- **To be done**
Reproduce the material below word for word, starting with the line that contains "indicate the forehead, a" and continuing through the line that contains "column 591, row 298", with both of those lines included and nothing else.

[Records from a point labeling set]
----------------

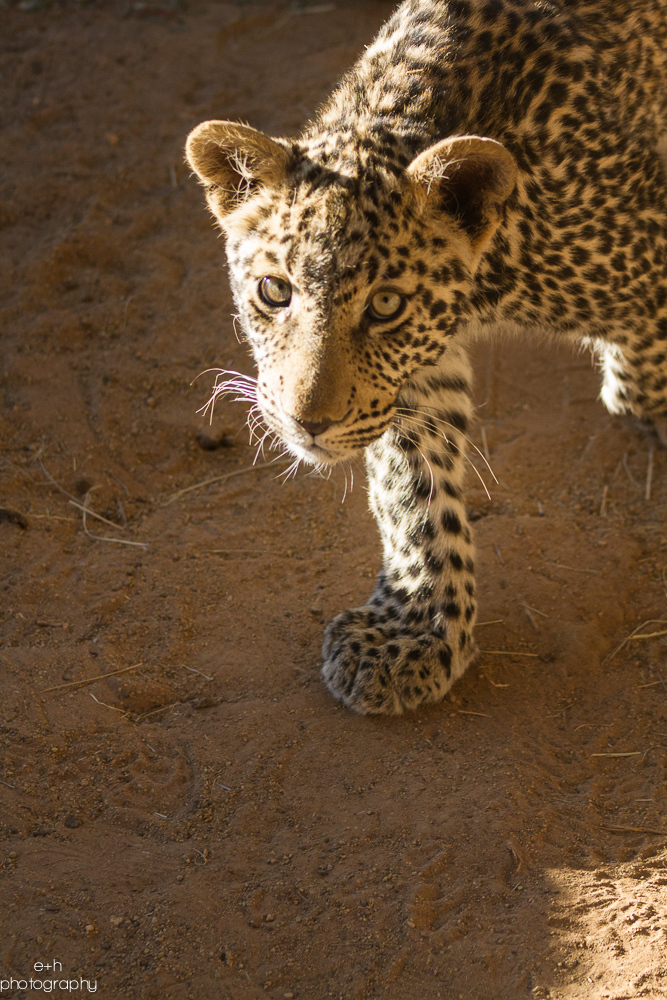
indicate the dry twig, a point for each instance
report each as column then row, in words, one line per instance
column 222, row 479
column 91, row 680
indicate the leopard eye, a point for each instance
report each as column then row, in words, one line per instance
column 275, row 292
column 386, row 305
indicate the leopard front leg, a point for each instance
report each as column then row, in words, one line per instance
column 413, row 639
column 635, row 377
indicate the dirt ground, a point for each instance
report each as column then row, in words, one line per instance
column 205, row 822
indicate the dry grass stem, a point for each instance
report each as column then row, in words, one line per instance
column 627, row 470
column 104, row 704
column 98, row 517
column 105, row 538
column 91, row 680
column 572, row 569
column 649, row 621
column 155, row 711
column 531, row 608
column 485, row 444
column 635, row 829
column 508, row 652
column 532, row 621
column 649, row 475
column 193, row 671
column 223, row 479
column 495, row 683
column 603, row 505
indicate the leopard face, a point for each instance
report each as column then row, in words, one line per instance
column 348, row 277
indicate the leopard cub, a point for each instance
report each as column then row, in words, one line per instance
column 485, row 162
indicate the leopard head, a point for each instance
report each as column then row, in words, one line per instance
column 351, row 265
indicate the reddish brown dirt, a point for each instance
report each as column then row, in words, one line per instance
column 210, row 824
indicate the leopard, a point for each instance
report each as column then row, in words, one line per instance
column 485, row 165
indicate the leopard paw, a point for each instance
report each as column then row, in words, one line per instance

----------------

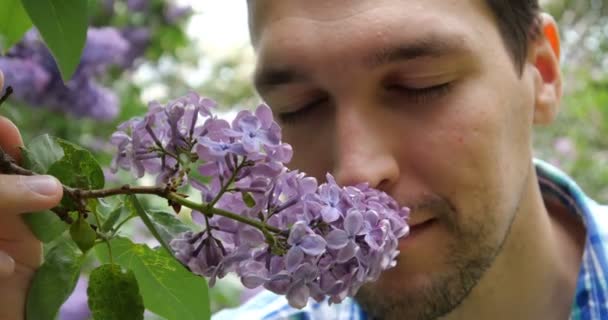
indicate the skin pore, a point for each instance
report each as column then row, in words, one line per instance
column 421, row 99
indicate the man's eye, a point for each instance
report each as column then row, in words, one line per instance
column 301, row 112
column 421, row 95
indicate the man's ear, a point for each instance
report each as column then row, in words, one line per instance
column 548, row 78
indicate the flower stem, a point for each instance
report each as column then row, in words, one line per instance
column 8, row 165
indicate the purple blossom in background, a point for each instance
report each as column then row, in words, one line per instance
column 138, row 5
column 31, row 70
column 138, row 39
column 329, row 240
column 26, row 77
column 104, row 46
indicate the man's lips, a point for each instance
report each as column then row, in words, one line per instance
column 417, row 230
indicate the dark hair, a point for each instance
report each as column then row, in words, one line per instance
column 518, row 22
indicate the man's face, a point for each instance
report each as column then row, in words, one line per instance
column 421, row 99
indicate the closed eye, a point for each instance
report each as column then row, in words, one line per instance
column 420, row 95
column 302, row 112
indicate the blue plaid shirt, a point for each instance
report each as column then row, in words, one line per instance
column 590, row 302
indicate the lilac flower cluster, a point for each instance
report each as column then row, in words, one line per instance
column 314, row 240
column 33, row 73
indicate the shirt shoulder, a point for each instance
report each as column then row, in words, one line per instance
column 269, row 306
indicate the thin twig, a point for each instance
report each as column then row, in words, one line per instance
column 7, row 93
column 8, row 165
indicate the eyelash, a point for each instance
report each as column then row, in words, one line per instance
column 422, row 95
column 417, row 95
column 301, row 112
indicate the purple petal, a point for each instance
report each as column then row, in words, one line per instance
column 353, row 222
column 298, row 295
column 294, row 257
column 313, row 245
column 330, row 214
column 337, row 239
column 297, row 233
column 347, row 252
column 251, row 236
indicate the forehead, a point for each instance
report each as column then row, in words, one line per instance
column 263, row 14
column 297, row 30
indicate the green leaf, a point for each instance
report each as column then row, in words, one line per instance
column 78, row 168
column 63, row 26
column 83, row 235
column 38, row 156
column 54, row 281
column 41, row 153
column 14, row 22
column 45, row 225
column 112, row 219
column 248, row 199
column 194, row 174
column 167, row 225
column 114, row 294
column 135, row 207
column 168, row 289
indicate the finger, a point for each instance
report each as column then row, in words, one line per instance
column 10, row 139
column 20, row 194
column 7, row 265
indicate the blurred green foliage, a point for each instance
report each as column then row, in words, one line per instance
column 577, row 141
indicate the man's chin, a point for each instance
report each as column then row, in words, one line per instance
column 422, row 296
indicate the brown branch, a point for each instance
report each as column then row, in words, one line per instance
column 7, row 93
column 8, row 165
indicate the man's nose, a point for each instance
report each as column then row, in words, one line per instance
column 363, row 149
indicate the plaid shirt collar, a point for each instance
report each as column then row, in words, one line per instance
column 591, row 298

----------------

- **Reply**
indicate the forehead, a point for each instance
report each as column then row, in words, one line per instance
column 263, row 14
column 297, row 30
indicate the green leaf, a point for each instance
report each as column then row, in words, one line per instance
column 78, row 168
column 63, row 26
column 83, row 235
column 38, row 156
column 54, row 281
column 41, row 153
column 14, row 22
column 45, row 225
column 112, row 219
column 248, row 199
column 194, row 174
column 167, row 225
column 114, row 294
column 135, row 207
column 168, row 289
indicate the finger, a point for each instance
report each as column then row, in words, one line per instance
column 10, row 139
column 20, row 194
column 7, row 265
indicate the blurred green foliage, a point for each instance
report each as column then row, in words, one line per instance
column 577, row 141
indicate the man's chin, a point for each instance
report each as column then row, in words, one line per instance
column 422, row 296
indicate the brown branch, a point for each instance
report each as column then row, in words, one line per instance
column 7, row 93
column 8, row 165
indicate the man's nose, a point for each instance
report each as column then row, in words, one line per instance
column 363, row 149
indicate the plaid shirt collar, a point for each instance
report each as column then row, in words, one line per instance
column 591, row 298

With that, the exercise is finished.